#### Records to use:

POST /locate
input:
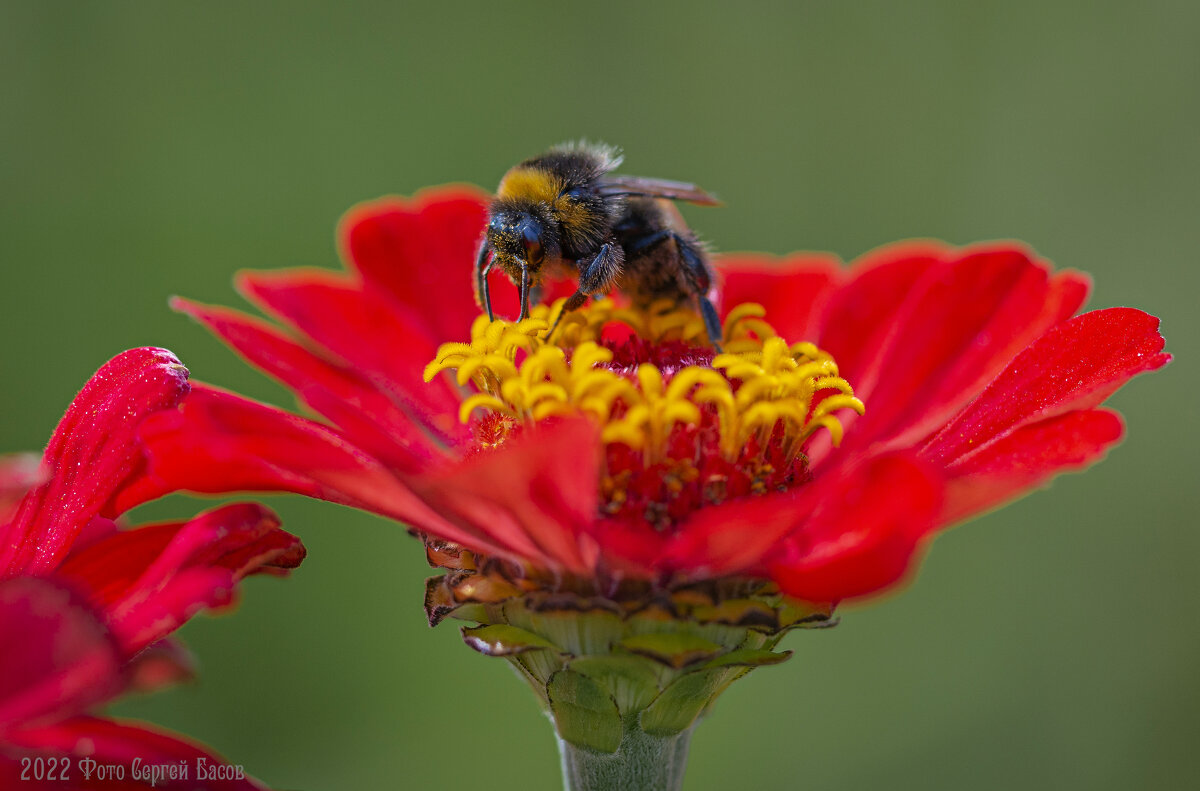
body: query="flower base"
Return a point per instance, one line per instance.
(642, 762)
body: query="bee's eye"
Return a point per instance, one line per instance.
(532, 241)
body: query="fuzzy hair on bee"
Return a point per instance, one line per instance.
(564, 213)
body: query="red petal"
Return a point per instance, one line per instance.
(217, 442)
(532, 497)
(421, 253)
(1029, 457)
(57, 658)
(958, 327)
(150, 580)
(1073, 366)
(366, 414)
(91, 455)
(790, 288)
(366, 333)
(18, 474)
(858, 316)
(862, 534)
(120, 743)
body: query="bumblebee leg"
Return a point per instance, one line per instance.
(525, 294)
(481, 268)
(595, 276)
(598, 275)
(712, 321)
(703, 279)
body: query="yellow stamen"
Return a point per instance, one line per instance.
(756, 388)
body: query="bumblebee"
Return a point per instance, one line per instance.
(564, 214)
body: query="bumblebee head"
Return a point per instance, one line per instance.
(521, 241)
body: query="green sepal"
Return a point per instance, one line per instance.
(585, 714)
(672, 648)
(678, 706)
(749, 658)
(631, 681)
(502, 640)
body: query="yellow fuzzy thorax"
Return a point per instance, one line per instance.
(759, 387)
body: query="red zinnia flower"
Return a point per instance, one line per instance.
(979, 383)
(85, 604)
(633, 519)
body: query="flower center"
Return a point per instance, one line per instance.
(682, 427)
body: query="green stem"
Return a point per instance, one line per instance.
(642, 762)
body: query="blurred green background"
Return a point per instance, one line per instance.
(150, 149)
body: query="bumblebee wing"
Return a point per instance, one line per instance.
(613, 185)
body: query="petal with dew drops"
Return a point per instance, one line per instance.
(150, 580)
(90, 457)
(960, 324)
(1074, 366)
(18, 474)
(1029, 457)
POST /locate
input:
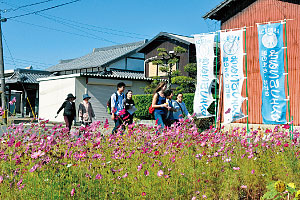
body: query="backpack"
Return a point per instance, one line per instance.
(151, 109)
(108, 104)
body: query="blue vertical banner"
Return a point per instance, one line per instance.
(271, 60)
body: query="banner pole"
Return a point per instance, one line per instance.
(287, 75)
(246, 72)
(217, 46)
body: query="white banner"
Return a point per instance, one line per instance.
(205, 73)
(232, 56)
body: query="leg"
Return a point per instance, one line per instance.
(67, 122)
(159, 119)
(117, 124)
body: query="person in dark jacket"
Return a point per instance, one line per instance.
(129, 107)
(69, 110)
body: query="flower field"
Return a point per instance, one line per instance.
(144, 163)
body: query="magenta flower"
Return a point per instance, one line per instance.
(160, 173)
(34, 168)
(72, 192)
(37, 154)
(98, 176)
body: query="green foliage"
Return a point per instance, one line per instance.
(142, 103)
(149, 89)
(185, 84)
(191, 68)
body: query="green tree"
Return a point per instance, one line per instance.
(168, 59)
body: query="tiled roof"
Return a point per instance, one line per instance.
(27, 76)
(119, 74)
(183, 39)
(99, 57)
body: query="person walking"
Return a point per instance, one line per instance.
(117, 106)
(179, 105)
(170, 116)
(159, 104)
(85, 111)
(129, 107)
(69, 110)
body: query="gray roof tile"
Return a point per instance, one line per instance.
(99, 57)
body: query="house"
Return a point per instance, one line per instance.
(240, 13)
(168, 41)
(23, 85)
(97, 74)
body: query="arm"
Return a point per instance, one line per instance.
(154, 100)
(93, 114)
(186, 112)
(62, 106)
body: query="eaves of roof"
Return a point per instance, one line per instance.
(170, 35)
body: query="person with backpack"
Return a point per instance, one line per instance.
(117, 106)
(159, 104)
(85, 111)
(171, 104)
(69, 110)
(129, 107)
(179, 105)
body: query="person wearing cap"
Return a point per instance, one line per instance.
(69, 110)
(85, 111)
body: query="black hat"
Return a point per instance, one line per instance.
(70, 96)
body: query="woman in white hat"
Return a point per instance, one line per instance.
(86, 112)
(69, 110)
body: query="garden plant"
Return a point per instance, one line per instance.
(145, 162)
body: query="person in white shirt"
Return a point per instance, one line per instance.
(181, 110)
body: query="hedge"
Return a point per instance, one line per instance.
(144, 101)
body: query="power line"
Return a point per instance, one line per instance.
(78, 27)
(38, 11)
(28, 5)
(84, 24)
(95, 38)
(9, 50)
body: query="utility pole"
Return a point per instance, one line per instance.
(2, 73)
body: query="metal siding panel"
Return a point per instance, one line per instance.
(263, 11)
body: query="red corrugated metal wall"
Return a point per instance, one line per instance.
(264, 11)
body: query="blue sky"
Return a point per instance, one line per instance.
(93, 24)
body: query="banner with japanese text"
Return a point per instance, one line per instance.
(205, 73)
(232, 58)
(271, 60)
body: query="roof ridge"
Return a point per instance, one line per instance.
(118, 46)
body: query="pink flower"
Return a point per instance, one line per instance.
(146, 173)
(286, 126)
(18, 144)
(98, 176)
(228, 111)
(72, 192)
(37, 154)
(34, 168)
(160, 173)
(125, 175)
(140, 167)
(122, 112)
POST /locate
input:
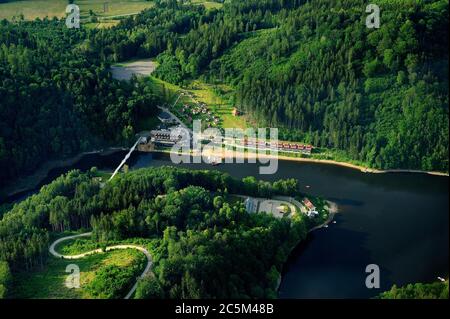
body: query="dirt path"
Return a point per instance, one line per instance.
(142, 249)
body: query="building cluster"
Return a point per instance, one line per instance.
(200, 109)
(281, 146)
(311, 210)
(163, 137)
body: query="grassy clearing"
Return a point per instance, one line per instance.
(32, 9)
(208, 4)
(216, 97)
(49, 283)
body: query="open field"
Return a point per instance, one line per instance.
(32, 9)
(49, 283)
(139, 68)
(208, 4)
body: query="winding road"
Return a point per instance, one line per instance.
(142, 249)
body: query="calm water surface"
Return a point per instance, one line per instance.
(398, 221)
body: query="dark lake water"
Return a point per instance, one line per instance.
(399, 222)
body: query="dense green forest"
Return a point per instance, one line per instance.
(207, 245)
(310, 67)
(437, 290)
(315, 69)
(57, 97)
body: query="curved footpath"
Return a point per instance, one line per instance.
(142, 249)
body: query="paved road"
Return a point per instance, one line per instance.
(142, 249)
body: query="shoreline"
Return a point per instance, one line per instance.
(332, 211)
(321, 161)
(29, 182)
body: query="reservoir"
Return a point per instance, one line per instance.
(397, 221)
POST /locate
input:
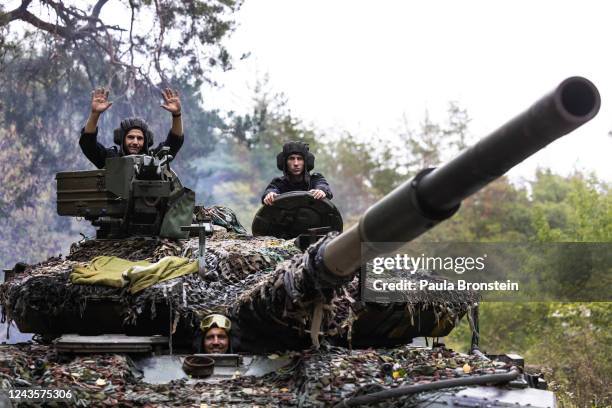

#### Set exercise:
Please list every line of the data above that contains the word "backpack", matching case exactly.

#### Solution to this problem:
body: query="backpack"
body: query="person with backpack"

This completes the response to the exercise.